Ever since her book The Entrepreneurial State, Mariana Mazzucato has been engaged in a “discursive battle”. A fight for the control of the meaning of words. Claiming that the big problem of big government was the bad press it was saddled with, she strove to redefine, for instance, the meaning of some key words: such as innovation.

In her last article for Project Syndicate, Mazzucato reacts to the the annual letter to CEOs by BlackRock Chairman and President Larry Fink.

In that letter, Fink offered an interpretation of “stakeholder capitalism”. His starting point is the following:

At the foundation of capitalism is the process of constant reinvention – how companies must continually evolve as the world around them changes or risk being replaced by new competitors. The pandemic has turbocharged an evolution in the operating environment for virtually every company. It’s changing how people work and how consumers buy. It’s creating new businesses and destroying others. Most notably, it’s dramatically accelerating how technology is reshaping life and business. Innovative companies looking to adapt to this environment have easier access to capital to realize their visions than ever before. And the relationship between a company, its employees, and society is being redefined.

COVID-19 has also deepened the erosion of trust in traditional institutions and exacerbated polarization in many Western societies. This polarization presents a host of new challenges for CEOs. Political activists, or the media, may politicize things your company does. They may hijack your brand to advance their own agendas. In this environment, facts themselves are frequently in dispute, but businesses have an opportunity to lead. Employees are increasingly looking to their employer as the most trusted, competent, and ethical source of information – more so than government, the media, and NGOs.

Confronted by a reputational challenge which he sees as investing the whole of the business world, Fink expects corporations to lead a change. In part, his letter suggests that capitalist enterprises are the best venue for innovation, and many contemporary challenges (like decarbonization) are technological ones and hence should see corporations at the forefront. In part, his letter embraces the rhetoric of stockholder capitalism, emphasizing the need for partnership of businesses with politics and society at large. Now, as always with stakeholder capitalism, it is hard to distinguish what is simply a description of reality (it is unlikely for a corporation to achieve success if people are unhappy to work there) and what is actually a normative program. But Fink’s letter is a testimony to the power of the words that Mazzucato and many politically committed social scientists like her have crafted and pushed in the agenda. Larry Fink speaks their same language, literally.

For Mazzucato, that is not quite enough:

consider climate change. Fink celebrates progress in dollar terms, stating that sustainable investments have reached $4 trillion. Yet the aim should not just be to invest trillions more in sustainable development; rather, those trillions should be coordinated democratically, by stakeholders, to support ambitious missions like global decarbonization. A carbon-neutral economy is what would maximize the benefits for all stakeholders.

==========

• Work instructions:
A. Answer these from the stakeholder capitalism passage:
(i) In which publication did Mazzucato's last article appear?
(ii) What total does Fink give for sustainable investments?
(iii) According to Fink's letter, whom do employees increasingly treat as the most trusted source of information?
B. In the stakeholder capitalism passage, Fink's letter names sources of information that employees trust less than their employer. List them.
The records below have no connection to the stakeholder capitalism passage.

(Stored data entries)
==========

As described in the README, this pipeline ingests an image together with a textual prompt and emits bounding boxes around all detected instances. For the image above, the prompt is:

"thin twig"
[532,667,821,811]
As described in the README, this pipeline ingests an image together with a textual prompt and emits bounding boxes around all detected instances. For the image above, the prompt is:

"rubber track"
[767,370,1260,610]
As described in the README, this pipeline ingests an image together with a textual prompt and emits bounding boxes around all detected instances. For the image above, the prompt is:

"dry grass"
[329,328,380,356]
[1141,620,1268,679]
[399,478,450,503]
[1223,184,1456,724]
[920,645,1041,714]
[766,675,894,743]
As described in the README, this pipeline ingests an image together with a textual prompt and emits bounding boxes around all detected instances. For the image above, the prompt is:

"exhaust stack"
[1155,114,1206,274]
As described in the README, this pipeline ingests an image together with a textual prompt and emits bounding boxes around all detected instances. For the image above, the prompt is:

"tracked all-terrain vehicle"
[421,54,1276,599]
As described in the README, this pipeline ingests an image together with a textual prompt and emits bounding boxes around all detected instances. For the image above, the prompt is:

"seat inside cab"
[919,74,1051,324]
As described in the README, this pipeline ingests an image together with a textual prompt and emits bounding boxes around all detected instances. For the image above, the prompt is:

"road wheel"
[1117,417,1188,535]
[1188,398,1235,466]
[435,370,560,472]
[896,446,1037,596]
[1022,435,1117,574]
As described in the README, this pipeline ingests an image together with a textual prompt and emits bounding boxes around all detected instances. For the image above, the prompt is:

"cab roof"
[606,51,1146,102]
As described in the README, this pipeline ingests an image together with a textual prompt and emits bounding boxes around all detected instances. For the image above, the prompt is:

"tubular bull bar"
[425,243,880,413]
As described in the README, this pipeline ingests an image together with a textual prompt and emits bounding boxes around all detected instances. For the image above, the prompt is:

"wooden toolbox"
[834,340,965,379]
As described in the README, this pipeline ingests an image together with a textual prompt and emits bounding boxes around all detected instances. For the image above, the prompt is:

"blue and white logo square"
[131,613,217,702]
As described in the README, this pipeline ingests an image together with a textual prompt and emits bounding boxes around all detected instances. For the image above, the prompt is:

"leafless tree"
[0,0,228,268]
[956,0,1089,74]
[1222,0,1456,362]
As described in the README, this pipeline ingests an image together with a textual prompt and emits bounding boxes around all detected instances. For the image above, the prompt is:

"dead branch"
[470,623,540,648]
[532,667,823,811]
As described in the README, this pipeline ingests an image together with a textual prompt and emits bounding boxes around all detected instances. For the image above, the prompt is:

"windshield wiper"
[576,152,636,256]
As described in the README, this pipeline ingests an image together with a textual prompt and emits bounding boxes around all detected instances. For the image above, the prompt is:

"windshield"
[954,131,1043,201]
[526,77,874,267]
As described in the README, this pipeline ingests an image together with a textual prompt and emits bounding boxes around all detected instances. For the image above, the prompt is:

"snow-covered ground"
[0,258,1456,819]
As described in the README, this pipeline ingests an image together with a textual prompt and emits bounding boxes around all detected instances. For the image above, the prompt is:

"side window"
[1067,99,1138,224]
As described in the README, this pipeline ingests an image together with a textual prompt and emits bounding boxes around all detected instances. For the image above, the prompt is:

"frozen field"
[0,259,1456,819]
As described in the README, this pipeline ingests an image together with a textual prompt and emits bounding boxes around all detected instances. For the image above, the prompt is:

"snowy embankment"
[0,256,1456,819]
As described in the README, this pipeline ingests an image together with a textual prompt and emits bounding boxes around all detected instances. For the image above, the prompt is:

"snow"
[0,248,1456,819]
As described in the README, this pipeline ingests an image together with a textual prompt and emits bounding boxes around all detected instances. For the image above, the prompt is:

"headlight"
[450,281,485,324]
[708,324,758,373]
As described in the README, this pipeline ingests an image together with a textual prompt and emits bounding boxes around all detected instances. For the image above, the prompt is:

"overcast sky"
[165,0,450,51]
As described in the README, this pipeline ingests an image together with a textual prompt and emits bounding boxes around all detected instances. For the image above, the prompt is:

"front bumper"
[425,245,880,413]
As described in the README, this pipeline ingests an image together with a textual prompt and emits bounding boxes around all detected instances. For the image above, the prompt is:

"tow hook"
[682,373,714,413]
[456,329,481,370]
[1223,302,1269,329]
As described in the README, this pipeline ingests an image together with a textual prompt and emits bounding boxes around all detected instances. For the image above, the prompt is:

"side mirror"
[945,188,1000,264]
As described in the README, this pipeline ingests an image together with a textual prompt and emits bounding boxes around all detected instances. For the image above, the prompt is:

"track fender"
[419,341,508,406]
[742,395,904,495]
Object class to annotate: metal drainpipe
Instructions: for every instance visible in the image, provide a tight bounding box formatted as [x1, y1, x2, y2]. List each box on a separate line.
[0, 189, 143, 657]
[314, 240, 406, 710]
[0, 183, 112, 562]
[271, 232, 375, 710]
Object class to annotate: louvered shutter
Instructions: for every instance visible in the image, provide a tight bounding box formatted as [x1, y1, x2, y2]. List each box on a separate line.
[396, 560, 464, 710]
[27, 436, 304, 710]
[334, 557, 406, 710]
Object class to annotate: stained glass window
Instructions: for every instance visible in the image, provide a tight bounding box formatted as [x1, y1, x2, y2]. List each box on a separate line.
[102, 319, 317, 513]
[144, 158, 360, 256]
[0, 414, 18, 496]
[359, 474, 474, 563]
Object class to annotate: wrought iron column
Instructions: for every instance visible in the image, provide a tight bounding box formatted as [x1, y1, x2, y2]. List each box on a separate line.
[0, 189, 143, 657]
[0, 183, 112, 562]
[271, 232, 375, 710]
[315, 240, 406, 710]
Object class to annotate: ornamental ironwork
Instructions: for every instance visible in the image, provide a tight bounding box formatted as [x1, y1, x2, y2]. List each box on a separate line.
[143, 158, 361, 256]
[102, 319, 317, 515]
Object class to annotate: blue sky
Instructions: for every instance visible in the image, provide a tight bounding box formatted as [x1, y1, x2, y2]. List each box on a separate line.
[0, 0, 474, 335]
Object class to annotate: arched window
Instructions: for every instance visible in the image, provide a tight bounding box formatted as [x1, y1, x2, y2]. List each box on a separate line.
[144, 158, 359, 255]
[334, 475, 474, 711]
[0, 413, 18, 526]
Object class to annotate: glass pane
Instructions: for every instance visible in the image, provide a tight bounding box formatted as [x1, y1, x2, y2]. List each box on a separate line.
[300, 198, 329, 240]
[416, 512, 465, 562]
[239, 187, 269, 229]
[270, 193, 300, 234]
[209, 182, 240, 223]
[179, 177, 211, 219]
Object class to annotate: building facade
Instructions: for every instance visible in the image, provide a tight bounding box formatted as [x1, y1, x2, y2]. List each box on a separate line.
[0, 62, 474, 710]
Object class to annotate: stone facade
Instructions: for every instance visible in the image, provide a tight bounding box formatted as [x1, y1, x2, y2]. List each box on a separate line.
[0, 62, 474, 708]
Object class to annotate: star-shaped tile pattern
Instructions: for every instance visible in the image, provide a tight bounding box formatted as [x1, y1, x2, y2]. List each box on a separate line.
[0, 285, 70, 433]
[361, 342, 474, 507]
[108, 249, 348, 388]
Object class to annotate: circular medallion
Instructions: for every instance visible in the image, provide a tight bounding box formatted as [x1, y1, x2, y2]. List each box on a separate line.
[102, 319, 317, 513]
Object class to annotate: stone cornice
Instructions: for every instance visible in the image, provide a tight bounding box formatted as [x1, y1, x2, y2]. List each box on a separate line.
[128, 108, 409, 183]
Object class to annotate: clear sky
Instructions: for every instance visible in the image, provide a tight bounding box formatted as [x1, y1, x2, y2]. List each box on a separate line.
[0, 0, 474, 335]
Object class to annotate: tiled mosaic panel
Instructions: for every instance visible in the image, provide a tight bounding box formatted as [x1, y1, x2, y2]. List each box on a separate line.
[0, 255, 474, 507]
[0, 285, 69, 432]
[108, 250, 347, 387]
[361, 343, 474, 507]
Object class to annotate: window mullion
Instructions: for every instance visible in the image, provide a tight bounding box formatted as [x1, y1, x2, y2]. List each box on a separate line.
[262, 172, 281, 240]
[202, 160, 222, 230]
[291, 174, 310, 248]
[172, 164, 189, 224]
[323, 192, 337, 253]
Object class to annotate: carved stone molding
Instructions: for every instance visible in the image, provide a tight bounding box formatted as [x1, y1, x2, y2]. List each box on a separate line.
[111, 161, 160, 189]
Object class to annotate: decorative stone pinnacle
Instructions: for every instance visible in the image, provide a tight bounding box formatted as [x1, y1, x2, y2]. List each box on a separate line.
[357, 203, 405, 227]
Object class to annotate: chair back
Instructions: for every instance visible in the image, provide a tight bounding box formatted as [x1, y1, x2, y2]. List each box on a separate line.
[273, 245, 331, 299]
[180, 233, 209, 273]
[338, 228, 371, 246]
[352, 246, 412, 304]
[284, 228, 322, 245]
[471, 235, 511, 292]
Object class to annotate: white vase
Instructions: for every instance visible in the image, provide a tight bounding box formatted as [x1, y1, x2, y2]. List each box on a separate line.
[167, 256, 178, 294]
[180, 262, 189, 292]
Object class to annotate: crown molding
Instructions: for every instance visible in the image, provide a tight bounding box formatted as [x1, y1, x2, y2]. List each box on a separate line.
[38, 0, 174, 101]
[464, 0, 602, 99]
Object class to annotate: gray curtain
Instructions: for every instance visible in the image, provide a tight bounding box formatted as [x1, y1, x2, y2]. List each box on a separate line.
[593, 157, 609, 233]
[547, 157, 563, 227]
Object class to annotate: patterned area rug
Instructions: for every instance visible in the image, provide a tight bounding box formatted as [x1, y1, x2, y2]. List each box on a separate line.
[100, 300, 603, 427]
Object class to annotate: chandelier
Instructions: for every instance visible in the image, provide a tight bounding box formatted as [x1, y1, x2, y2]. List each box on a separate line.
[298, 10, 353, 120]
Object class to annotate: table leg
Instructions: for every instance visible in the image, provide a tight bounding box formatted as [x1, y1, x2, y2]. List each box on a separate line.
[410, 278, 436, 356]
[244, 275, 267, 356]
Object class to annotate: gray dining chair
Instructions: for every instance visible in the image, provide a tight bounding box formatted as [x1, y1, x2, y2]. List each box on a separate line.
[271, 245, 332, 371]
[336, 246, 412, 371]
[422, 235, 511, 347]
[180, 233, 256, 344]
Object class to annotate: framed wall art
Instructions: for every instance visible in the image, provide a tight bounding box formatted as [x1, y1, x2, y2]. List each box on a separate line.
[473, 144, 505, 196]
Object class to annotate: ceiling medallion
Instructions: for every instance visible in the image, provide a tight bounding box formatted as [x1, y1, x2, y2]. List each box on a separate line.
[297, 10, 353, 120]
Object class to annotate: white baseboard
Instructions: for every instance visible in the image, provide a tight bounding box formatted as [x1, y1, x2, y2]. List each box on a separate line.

==========

• Task solutions:
A.
(i) Project Syndicate
(ii) $4 trillion
(iii) Their employer

B. Government, the media, NGOs